[Stored data entries]
========
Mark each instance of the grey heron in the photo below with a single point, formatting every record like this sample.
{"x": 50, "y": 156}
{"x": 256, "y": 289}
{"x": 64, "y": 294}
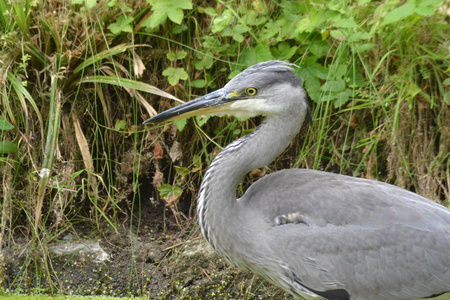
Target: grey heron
{"x": 312, "y": 233}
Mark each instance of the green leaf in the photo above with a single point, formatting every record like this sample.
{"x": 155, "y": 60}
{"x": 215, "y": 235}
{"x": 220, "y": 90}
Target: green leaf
{"x": 359, "y": 36}
{"x": 7, "y": 147}
{"x": 201, "y": 120}
{"x": 179, "y": 28}
{"x": 180, "y": 124}
{"x": 163, "y": 9}
{"x": 221, "y": 22}
{"x": 174, "y": 75}
{"x": 172, "y": 56}
{"x": 5, "y": 125}
{"x": 197, "y": 163}
{"x": 120, "y": 125}
{"x": 252, "y": 56}
{"x": 360, "y": 48}
{"x": 205, "y": 63}
{"x": 399, "y": 13}
{"x": 123, "y": 24}
{"x": 199, "y": 83}
{"x": 346, "y": 23}
{"x": 342, "y": 97}
{"x": 333, "y": 85}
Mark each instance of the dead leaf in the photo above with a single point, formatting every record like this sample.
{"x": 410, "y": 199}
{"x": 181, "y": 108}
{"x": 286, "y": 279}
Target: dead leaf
{"x": 158, "y": 179}
{"x": 158, "y": 151}
{"x": 138, "y": 65}
{"x": 175, "y": 151}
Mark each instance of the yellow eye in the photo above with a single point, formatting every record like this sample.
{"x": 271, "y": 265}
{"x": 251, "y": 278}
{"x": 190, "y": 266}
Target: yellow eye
{"x": 251, "y": 91}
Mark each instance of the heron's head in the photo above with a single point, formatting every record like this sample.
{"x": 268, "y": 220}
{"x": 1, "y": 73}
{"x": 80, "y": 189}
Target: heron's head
{"x": 267, "y": 88}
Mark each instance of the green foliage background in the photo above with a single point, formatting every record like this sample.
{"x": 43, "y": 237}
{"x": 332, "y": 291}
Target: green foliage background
{"x": 78, "y": 77}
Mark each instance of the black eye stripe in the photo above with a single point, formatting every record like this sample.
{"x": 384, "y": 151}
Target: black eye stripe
{"x": 251, "y": 91}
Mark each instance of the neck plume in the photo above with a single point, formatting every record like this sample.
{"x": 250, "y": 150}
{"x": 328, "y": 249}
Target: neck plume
{"x": 217, "y": 205}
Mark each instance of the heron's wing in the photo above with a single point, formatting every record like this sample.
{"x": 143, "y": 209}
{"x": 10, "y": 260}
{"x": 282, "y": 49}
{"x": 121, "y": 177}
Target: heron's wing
{"x": 336, "y": 233}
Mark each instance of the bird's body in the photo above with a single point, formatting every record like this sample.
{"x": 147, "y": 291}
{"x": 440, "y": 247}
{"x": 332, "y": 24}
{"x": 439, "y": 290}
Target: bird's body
{"x": 312, "y": 233}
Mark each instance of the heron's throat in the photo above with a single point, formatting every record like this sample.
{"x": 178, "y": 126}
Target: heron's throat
{"x": 217, "y": 204}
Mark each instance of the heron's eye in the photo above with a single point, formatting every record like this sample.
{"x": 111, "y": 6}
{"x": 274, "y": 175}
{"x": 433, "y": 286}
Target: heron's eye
{"x": 251, "y": 91}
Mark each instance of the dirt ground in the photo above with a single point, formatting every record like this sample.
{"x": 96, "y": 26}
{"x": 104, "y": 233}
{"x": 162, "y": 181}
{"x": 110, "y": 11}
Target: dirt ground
{"x": 161, "y": 262}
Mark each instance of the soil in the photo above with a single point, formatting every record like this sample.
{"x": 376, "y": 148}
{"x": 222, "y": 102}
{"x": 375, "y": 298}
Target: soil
{"x": 162, "y": 261}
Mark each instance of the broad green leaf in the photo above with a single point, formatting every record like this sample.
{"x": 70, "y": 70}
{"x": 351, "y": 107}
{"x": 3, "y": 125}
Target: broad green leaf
========
Wherever the string "broad" occurs in the records, copy the line it is in.

● EXERCISE OUTPUT:
Mark each instance of the broad green leaf in the photo above with a single point, formatting every record like this sample.
Target: broad green leaf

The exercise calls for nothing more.